— start PROVIDED PASSAGE —

Tuesday, September 02, 2008

Brief thoughts on Facebook, Sweden & Friends

One of the main inconvenient of Facebook are the people, one could call “ghosts”. The ones you did not see for a really long time, mostly did not wonder what they became and did not think of them. And they find you. Past the first reaction “oh funny, what are you doing now?”, you remember there was actually a reason for these people to be “kicked out” of your life, however it was done.

On the other hand, one of the main advantage of Facebook, is to be found by some people, that a bad reason or a stupid fight kicked out of your life. And all of a sudden, a couple of years later, it just seems so silly that you don’t even understand or remember why you did not keep in touch.

And I have been contacted in the last weeks by a couple of people, I was so glad to hear from again ,it got me all melancholic. The “traditional” linking on Facebook makes you look at pictures you had not seen in a while and moments you were too busy to think of. And talking to these people again, seing the pics and thinking about it, makes me miss Sweden, and especially the people there (some at least).

— end PROVIDED PASSAGE —

# WHAT TO DO:
**a)** Decide whether each statement below agrees with the post on Facebook and old friends. Answer yes or no for each, quoting the words of the post that settle it.
(i) Once past the first reaction, you find there was no reason for these people to leave your life.
(ii) A bad reason or a stupid fight can be what removed someone from your life.
(iii) Talking to these people again makes the writer miss Sweden.
**b)** Reproduce word for word everything in the post on Facebook and old friends from "Tuesday, September 02, 2008" down to "keep in touch.".

— start EXTRACTED MATERIAL —

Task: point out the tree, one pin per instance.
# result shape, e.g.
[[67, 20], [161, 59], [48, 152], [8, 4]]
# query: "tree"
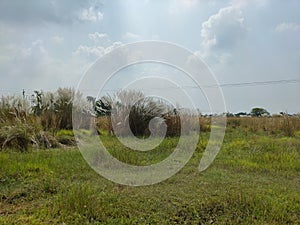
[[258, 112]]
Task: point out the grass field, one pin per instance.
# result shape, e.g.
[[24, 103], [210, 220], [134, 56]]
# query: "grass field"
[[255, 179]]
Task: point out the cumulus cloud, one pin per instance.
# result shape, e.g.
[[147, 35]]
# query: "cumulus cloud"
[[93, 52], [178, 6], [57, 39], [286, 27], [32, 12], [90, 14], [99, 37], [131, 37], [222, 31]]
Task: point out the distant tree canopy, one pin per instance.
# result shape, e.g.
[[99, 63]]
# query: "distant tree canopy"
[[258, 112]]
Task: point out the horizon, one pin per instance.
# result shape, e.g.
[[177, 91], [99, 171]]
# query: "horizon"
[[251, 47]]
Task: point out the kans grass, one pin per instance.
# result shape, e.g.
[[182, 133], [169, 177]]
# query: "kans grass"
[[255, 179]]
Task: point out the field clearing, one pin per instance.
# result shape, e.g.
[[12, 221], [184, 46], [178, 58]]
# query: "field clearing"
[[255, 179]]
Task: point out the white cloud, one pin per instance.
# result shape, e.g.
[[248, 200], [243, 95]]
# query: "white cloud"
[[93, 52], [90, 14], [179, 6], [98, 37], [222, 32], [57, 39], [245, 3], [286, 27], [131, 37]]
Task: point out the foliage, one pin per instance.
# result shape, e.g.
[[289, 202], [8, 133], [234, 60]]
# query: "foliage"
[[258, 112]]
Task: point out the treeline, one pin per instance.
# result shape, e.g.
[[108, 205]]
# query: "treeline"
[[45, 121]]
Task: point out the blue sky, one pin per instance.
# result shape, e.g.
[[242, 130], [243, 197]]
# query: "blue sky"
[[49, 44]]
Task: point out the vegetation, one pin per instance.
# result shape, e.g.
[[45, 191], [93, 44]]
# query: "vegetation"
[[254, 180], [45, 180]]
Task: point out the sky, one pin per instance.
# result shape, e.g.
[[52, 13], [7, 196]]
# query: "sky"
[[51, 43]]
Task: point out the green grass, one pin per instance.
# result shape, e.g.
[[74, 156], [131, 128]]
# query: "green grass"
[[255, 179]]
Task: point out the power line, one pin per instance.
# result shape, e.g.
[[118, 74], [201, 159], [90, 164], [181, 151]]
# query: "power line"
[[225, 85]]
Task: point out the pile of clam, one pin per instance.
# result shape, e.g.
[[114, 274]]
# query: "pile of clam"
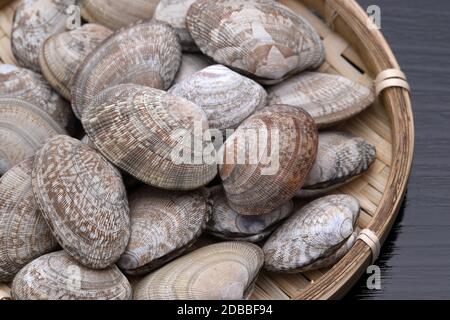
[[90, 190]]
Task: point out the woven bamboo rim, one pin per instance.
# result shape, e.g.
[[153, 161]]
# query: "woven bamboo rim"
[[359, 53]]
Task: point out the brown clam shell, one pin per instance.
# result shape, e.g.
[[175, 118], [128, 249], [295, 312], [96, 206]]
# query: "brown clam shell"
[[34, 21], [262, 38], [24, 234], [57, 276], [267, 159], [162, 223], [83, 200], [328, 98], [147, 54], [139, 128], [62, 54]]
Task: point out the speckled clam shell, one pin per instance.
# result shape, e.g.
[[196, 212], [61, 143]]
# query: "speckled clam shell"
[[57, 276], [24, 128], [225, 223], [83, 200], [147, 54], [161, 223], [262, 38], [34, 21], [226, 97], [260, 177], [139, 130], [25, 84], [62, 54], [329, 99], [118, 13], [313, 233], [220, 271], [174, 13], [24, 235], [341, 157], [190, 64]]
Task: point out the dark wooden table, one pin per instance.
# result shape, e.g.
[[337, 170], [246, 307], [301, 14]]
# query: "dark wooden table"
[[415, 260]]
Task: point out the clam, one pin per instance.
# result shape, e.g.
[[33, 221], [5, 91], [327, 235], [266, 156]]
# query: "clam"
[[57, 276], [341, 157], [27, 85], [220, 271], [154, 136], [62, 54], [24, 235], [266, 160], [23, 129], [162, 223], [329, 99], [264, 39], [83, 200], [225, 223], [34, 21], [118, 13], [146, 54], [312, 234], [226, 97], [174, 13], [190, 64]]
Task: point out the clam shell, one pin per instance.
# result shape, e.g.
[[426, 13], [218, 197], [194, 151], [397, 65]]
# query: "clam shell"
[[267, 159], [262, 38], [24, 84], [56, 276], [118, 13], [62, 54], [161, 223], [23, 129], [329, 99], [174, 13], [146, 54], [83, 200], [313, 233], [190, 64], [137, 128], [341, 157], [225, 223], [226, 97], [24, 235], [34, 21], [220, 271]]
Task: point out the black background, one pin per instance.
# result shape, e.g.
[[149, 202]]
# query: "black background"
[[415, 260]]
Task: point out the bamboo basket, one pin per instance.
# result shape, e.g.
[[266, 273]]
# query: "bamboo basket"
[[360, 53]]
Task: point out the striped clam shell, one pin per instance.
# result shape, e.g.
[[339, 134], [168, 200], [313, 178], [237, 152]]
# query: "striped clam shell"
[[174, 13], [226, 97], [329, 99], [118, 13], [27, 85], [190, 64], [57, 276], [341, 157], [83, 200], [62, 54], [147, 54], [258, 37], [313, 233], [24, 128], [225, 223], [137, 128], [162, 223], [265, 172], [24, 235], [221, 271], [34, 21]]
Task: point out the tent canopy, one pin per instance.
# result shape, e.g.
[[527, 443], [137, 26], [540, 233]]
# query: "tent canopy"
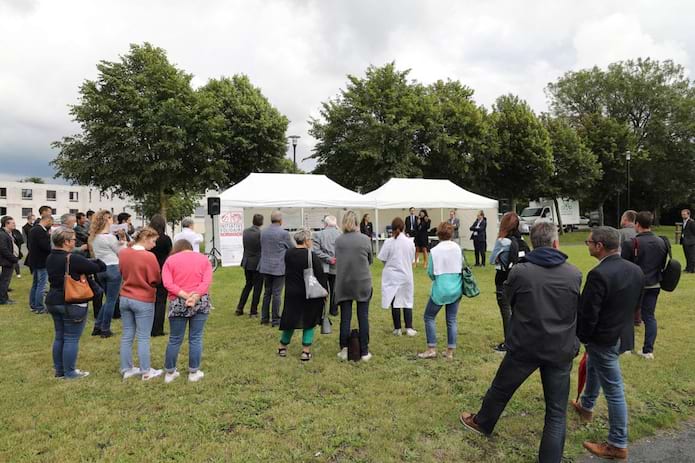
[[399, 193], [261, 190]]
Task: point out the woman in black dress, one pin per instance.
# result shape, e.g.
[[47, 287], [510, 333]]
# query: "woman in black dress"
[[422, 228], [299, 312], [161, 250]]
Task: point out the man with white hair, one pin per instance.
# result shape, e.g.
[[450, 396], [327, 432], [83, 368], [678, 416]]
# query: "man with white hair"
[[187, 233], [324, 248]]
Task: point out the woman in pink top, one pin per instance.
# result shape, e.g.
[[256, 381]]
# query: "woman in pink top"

— end EXTRACTED MATERIAL —

# THE RESPONSES:
**a)**
(i) No: "you remember there was actually a reason for these people to be “kicked out” of your life"
(ii) Yes: "that a bad reason or a stupid fight kicked out of your life"
(iii) Yes: "makes me miss Sweden, and especially the people there (some at least)"

**b)**
Tuesday, September 02, 2008

Brief thoughts on Facebook, Sweden & Friends

One of the main inconvenient of Facebook are the people, one could call “ghosts”. The ones you did not see for a really long time, mostly did not wonder what they became and did not think of them. And they find you. Past the first reaction “oh funny, what are you doing now?”, you remember there was actually a reason for these people to be “kicked out” of your life, however it was done.

On the other hand, one of the main advantage of Facebook, is to be found by some people, that a bad reason or a stupid fight kicked out of your life. And all of a sudden, a couple of years later, it just seems so silly that you don’t even understand or remember why you did not keep in touch.